*Direction*.
Print every one of the following records verbatim, reproducing each line without alteration.

## Start Dataset

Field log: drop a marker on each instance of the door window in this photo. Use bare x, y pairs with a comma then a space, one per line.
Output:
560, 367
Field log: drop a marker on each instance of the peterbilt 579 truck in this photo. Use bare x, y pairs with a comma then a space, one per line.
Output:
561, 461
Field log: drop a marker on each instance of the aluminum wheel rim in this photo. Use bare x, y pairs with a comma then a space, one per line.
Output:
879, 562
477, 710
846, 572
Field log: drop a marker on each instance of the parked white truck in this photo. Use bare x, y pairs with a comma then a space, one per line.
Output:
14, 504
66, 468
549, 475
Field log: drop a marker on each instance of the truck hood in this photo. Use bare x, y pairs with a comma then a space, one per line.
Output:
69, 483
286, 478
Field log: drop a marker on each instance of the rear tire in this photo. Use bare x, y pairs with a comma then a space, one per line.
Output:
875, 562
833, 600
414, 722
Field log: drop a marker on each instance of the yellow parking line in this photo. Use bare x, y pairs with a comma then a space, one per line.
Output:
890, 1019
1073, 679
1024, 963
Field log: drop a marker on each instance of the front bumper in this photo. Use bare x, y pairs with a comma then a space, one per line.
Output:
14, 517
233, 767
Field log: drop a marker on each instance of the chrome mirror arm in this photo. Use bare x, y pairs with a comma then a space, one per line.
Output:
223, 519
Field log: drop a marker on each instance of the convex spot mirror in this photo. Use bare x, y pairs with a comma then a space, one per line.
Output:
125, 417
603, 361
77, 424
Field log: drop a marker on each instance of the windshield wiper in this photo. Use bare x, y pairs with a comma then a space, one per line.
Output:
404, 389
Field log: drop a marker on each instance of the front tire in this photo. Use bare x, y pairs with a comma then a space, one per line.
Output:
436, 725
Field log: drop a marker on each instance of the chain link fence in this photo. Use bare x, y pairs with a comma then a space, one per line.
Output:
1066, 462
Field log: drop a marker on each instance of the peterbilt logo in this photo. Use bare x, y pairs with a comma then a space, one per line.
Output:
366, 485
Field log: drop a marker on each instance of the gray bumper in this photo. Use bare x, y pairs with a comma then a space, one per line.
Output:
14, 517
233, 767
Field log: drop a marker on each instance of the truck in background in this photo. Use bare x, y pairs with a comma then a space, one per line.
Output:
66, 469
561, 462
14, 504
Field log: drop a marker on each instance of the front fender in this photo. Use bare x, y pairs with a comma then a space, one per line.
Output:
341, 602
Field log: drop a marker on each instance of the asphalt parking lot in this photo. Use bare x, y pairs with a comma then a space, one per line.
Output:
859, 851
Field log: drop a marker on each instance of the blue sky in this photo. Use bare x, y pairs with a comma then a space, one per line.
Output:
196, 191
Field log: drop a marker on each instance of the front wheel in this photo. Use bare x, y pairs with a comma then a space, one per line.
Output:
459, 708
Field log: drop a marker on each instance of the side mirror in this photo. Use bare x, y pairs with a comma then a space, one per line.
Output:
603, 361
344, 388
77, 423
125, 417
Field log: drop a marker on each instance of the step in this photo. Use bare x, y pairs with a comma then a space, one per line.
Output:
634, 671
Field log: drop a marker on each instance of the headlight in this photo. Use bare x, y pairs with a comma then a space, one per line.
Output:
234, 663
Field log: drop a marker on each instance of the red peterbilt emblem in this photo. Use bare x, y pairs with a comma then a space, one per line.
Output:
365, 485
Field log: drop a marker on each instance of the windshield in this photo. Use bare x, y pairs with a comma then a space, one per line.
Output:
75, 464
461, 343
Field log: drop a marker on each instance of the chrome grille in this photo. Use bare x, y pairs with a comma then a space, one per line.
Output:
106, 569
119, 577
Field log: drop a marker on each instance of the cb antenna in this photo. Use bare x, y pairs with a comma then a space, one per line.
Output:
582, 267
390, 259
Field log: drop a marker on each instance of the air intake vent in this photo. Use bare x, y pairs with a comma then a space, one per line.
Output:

## End Dataset

*Solution to this task*.
Field log: drop a marker on each instance of the door window in this photo. Use bare x, y pairs with a comma then a space, one per line.
Output:
560, 367
Field log: drop a marker on each instance of the peterbilt 579 truck in this photo. Use bare x, y pairs with a comma then a space, one per line.
Output:
561, 461
Field log: drop a marker on each instance of the aluminum wheel rim in this photo. Use bare x, y pairs with a comma then a space, one per line.
Output:
879, 562
477, 710
846, 572
Field log: drop a marker on each instance of the parked white truck in this photo. Use bare x, y pairs with a comma then a space, one per line.
Output:
14, 504
66, 468
549, 475
Field log: drop a marker on each instance of the truck hood in this photo. Use bare x, y pairs with a comma then a space, one per line.
Output:
69, 483
286, 478
Field log: drop a marker on each instance of the rear tire in this photo. Use bare x, y pairs with a comma then a space, one per line.
Output:
875, 562
833, 600
414, 722
Field log: drop a marker on each instance of the yellow parking line in this photo. Use bare x, y pairs with a comma then a space, one per line.
Output:
890, 1019
1073, 679
1024, 963
Field log: drop a marker on each instance of the front bumper in this photo. Use bare x, y pairs with a comma then a space, one per line.
Output:
14, 517
233, 767
Field log: drop a marker on each instance of the chrome mirror arm in this photo. Use bare x, y pairs with a comma then a space, one per line.
Output:
223, 519
Field log: drop a marker on each instance of the convex spot mirror in this photo. Use bare x, y pairs with a comma then a space, one per line.
Output:
125, 417
603, 361
77, 424
Field log: drop a marker on each instance of the windshield wiper in this photo. Use bare x, y pairs with a comma then a space, one per line.
Output:
404, 389
Field log: drop a marker on each instance of the front tire in this photo. Use bare x, y pairs with a comma then a space, one per line.
Output:
436, 725
Field log: drop a marker on each instance of the chain link fence in this photo. Use bare x, y pairs with a comma then a space, one per line.
Output:
1066, 462
Field log: drop a marker on each instance of the peterbilt logo in this photo. Use bare x, y pairs with a comma then a space, one per line.
Output:
366, 485
Field log: drop a marker on each instance of the gray bumper in this photo. Use bare x, y pairs with a comma then a space, one per line.
Output:
14, 517
233, 767
Field log: drop a marker on each instance of the truck in background in this photo. Use bare x, y pairs with a comma then a space, one per line.
Output:
66, 469
561, 462
14, 504
Field log: drop a marker on each instance of the front fender in this photo. Use bare x, y pairs with a comma then a space, one per line.
Output:
341, 602
Field log: drop a marker on each instance of the asphalt parking lot in this photo. Use bare x, y pairs with a comma then a space, one per line.
Output:
859, 851
Field log: drop a marker on each instance of the blue sky in this photo. Use bare x, y pairs with a comma then a space, one per line.
Output:
196, 191
Field log: drop a marker on each instance of the front wheel in this photo. Use bare x, y pairs with a comma then a space, one per line.
Output:
459, 708
Field log: drop a marker on each instance of the side mirror in this photo. Use bare x, y pairs with a comma then a space, one per line.
Output:
603, 361
344, 388
77, 423
125, 417
Field log: drop a marker on each instance of the step in this photo. Use bare x, y pairs with a comma then a space, one per line.
Output:
634, 671
Field log: drop a marker on each instance of the headlight in this photo. Use bare x, y pairs with a comma then a space, one per line.
Output:
234, 663
Field log: drop a marker on each instance of the red peterbilt emblem in this photo. Use bare x, y pairs with a comma then a space, one per line.
Output:
365, 485
Field log: drop a marker on each instance of the windshield in this photo. Use bare x, y pairs with a comma then a space, one per line.
Output:
75, 464
461, 343
Field log: drop a marker on each instance of the chrome grille in this photo. Use bare x, y pairs with a comma then a space, one per line.
Output:
106, 569
119, 577
Field log: drop a marker on each instance of the cb antenna in this photo. Use bare x, y pairs with a comma then a space, one per line.
Output:
582, 267
390, 259
Field log: drop a marker on each instance of the air intake vent in this photo. Use bare x, y pairs with a comma then a space, one per line.
Output:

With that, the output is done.